Tell us a bit about A Crooked Tree.

The book is set in the summer of 1981 outside Philadelphia. In the opening scene a family of five kids is being driven home by their single mother. They are squabbling and, frustrated, the mother pulls in and orders her twelve-year-old girl daughter out of the car five miles from home. As the car drives off, the narrator, her fifteen-year-old sister, and the other children look back at their sister standing on the road in the coming dark, sensing that something terrible will happen and already feeling responsibility. The narrator is grieving the death of her father and trying to make sense of her family and the adults around her. She has a sense of everything spinning out of control, including her family. That summer she will deal with the consequences of that moment they leave their sister on the road as she tries to hold on to her family.

I love books set over a long, hot summer. What’s the appeal of that setting for you?

I think the summer offers a structure, both a temporal and narrative frame for the trajectory of events. The mother leaves the daughter on the road the very first day of summer and what follows changes everything. Summertime, particularly in the 1980s, is a time of experience, where kids are free to wander into discovery and into trouble. I remember those hot summer days, tar melting on the street, being bored and listless, and how the days unfolded into warm nights where we dared to do more than we thought we should. In some ways the book is an elegy for that time in our lives. For the narrator there is significant change ahead of her and by the summer’s end she will have to grow up, accept how flawed we all are and find empathy.

What were the challenges of writing from the perspective of a child?

I wanted to write from the perspective of a teenager and started the book in the third person. I struggled to get that voice to capture her innocence. It felt too distant, so I changed to the first person after 30,000 words. While this voice can be limiting in some ways, almost everything has to be filtered through a fifteen-year-old sensibility, I think it added more urgency or immediacy and I am hoping that this helped with the overall tension and pacing in the book. There were times I wrote things a fifteen-year-old wouldn’t say or know and I didn’t want her to be precocious which can sometimes happen with child narrators, so there was a good bit of editing. She feels a hole of grief inside her for her dead father and she is trying to grasp at understanding, but she is not fully able to articulate these shadows that are only starting to take shape. I hope the voice catches that moment as she is coming into awareness and starting to understand.

What’s a typical writing day like for you?

Working data:
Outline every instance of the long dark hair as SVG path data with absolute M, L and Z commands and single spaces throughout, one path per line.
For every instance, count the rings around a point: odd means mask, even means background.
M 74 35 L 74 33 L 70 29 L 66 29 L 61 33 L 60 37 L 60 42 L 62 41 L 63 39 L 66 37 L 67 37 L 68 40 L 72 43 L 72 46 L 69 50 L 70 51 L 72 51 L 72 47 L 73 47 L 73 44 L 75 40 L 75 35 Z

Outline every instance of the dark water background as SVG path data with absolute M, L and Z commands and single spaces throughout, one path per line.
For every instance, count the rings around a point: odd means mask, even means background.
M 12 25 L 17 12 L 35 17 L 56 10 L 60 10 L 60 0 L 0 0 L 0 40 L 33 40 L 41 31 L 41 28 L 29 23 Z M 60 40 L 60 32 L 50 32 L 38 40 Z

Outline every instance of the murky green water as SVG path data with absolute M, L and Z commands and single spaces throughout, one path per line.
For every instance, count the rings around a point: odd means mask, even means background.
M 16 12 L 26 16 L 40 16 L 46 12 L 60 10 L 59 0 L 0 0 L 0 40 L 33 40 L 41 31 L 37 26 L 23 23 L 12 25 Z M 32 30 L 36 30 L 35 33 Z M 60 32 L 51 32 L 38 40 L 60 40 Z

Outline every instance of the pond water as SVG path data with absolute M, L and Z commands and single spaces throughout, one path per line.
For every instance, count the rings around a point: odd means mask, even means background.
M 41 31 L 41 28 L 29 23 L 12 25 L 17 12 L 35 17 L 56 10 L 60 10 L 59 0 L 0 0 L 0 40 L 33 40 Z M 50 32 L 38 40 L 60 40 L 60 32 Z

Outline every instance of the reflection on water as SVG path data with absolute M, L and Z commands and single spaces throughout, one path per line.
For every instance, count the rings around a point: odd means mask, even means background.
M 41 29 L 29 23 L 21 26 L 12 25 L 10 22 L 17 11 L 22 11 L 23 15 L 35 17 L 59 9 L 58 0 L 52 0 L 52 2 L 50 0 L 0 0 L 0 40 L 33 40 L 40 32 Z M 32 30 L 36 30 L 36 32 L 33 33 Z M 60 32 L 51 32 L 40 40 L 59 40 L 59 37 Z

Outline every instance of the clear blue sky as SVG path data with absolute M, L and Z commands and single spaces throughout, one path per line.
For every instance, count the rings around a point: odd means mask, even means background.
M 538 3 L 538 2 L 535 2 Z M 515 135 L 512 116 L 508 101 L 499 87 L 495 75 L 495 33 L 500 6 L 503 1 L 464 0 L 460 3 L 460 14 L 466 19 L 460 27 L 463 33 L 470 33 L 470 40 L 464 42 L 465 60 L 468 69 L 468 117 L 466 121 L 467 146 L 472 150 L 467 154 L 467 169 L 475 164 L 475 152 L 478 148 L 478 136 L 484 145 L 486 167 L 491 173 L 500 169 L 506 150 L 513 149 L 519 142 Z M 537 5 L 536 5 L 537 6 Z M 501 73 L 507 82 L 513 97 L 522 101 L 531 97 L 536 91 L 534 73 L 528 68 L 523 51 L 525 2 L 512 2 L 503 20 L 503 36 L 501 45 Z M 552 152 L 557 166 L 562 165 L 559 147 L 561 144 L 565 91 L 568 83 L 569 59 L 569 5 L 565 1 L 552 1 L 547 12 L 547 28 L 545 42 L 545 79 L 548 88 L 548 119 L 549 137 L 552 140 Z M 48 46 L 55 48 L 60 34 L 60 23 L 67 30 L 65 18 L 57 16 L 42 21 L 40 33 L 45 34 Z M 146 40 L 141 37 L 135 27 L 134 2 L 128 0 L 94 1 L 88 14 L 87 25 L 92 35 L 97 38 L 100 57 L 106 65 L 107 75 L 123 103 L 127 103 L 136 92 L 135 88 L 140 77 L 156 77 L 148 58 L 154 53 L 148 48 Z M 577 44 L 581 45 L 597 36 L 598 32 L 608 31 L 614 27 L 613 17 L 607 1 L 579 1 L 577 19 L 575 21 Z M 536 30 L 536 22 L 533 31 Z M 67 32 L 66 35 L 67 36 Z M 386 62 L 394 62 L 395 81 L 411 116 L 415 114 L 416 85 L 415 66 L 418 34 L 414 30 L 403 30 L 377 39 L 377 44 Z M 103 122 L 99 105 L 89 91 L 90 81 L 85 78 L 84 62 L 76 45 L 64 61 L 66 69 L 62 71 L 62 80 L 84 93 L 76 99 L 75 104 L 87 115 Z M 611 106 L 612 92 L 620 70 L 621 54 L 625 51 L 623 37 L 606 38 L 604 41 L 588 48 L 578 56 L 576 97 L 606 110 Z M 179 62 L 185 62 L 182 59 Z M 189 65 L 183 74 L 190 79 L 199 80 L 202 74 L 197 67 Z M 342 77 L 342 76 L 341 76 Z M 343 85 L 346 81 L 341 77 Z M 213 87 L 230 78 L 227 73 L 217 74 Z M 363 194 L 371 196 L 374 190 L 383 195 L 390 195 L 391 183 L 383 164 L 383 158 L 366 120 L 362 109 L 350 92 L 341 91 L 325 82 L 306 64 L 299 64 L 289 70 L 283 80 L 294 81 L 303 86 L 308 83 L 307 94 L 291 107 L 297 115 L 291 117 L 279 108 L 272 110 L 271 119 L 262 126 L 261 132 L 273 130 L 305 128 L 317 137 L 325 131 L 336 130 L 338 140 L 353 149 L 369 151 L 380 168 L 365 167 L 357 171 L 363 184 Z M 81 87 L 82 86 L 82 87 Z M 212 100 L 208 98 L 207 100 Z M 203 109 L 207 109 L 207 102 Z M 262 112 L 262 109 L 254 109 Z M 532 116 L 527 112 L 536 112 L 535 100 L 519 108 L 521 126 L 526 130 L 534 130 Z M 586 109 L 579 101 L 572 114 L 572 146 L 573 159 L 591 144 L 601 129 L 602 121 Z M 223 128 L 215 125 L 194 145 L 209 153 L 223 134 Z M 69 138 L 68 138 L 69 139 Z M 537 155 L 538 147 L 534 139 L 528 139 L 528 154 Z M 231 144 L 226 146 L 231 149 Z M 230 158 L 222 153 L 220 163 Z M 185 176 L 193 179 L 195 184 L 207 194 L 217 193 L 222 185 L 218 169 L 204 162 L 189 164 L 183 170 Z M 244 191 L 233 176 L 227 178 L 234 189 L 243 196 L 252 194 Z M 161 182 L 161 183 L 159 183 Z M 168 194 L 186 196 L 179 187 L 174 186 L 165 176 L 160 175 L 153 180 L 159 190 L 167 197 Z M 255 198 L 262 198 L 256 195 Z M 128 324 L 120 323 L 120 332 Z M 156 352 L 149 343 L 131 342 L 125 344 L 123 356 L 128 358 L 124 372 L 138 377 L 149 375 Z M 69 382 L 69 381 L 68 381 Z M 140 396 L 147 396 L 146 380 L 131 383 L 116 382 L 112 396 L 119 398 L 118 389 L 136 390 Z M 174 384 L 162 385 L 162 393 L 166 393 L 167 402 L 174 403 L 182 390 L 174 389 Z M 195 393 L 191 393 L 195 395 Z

Written tasks:
**a)** Copy out the records word for word, starting at their first line and ending at the line that contains "M 41 29 L 29", with both of those lines included.
**b)** Pick up the interview about the novel A Crooked Tree right after its last line and write the next part.
The records are unrelated to the interview about A Crooked Tree.

Replies:
**a)**
Outline every instance of the long dark hair as SVG path data with absolute M, L and Z commands and single spaces throughout, one path per line.
For every instance, count the rings around a point: odd means mask, even means background.
M 74 35 L 74 33 L 70 29 L 66 29 L 61 33 L 60 37 L 60 42 L 62 41 L 63 39 L 66 37 L 67 37 L 68 40 L 72 43 L 72 46 L 69 50 L 70 51 L 72 51 L 72 47 L 73 47 L 73 44 L 75 40 L 75 35 Z

Outline every instance of the dark water background as SVG path data with absolute M, L and Z commands and single spaces throughout, one path per line.
For every instance, count the rings around a point: odd means mask, even means background.
M 12 25 L 17 12 L 35 17 L 56 10 L 60 10 L 60 0 L 0 0 L 0 40 L 33 40 L 41 31 L 41 28 L 29 23 Z M 60 40 L 60 32 L 50 32 L 38 40 Z

Outline every instance of the murky green water as SVG path data with absolute M, L and Z commands and single spaces throughout, one path per line.
For every instance, count the rings around a point: odd means mask, even means background.
M 16 12 L 26 16 L 40 16 L 46 12 L 60 10 L 59 0 L 0 0 L 0 40 L 33 40 L 41 31 L 37 26 L 23 23 L 12 25 Z M 32 30 L 36 30 L 35 33 Z M 60 32 L 51 32 L 38 40 L 60 40 Z

Outline every instance of the pond water as SVG path data with absolute M, L and Z commands and single spaces throughout, one path per line.
For every instance, count the rings around a point: odd means mask, even means background.
M 41 31 L 41 28 L 29 23 L 12 25 L 17 12 L 35 17 L 56 10 L 60 10 L 59 0 L 0 0 L 0 40 L 33 40 Z M 50 32 L 38 40 L 60 40 L 60 32 Z

Outline every instance of the reflection on water as SVG path data with absolute M, L and Z commands and single spaces throughout, one path per line.
For every instance, count the rings around a point: odd means mask, even means background.
M 41 29 L 29 23 L 21 26 L 12 25 L 10 22 L 17 11 L 22 11 L 23 15 L 35 17 L 59 9 L 58 0 L 52 0 L 52 2 L 50 0 L 0 0 L 0 40 L 33 40 L 40 32 Z M 32 30 L 36 30 L 36 32 L 33 33 Z M 60 32 L 51 32 L 40 40 L 59 40 L 59 37 Z

**b)**
Chaotic! I don’t write every day. I write when I can. I try to cordon off time where I write in intense bursts, day and night for two or three weeks where I am totally immersed. I don’t think this is a recommended practice, but for me it has been a necessity because I work full-time, am a mother to three kids and have other commitments. I find it hard to dip in and out of the work; I feel like I need to plunge into the world and be completely in it. I recently read an interview with the writer Kevin Barry in The Irish Times where he talks about ‘fighting off the conscious world’ each morning on the way to his writing shed. That resonated for me. I love when I get utterly lost in the story I am writing, when I am completely inside it.

Do you have another book in progress and can you tell us anything about it?

I am trying to finish my second book right now, a novel about a girl whose mother disappeared before she can remember. She is being raised by her father and only has his story of herself and what happened. It’s a book about memory, forgetting and a disappearance that echoes ever so slightly themes in The Tempest.

What would you say to someone who wanted to write but wasn’t sure where to start?

I feel like I was that someone for so long, wanting desperately to start and not knowing how. I would say write regardless of whether you know what is going to happen or what it’s even about. Start with an image, an anecdote, a memory, an object, a character, a place. The work will gain its own momentum and shape. But you have to write to have something to work with. I also would highly recommend writing groups. It’s in a writing group that I was given deadlines and encouragement. Invaluable.

What books have you read and loved recently?

Ingrid Persaud’s Love After Love which just won the Costa First Novel Award ripped my heart out. It is so beautifully told with so much emotional heft. I read Elizabeth Wetmore’s Valentine in one gulp. I couldn’t put it down and her prose made me wonder why I am even trying to be a writer. Most recently I read Irish writer Elaine Feeney’s As You Were. I loved it for its intelligence, wit and tremendous heart.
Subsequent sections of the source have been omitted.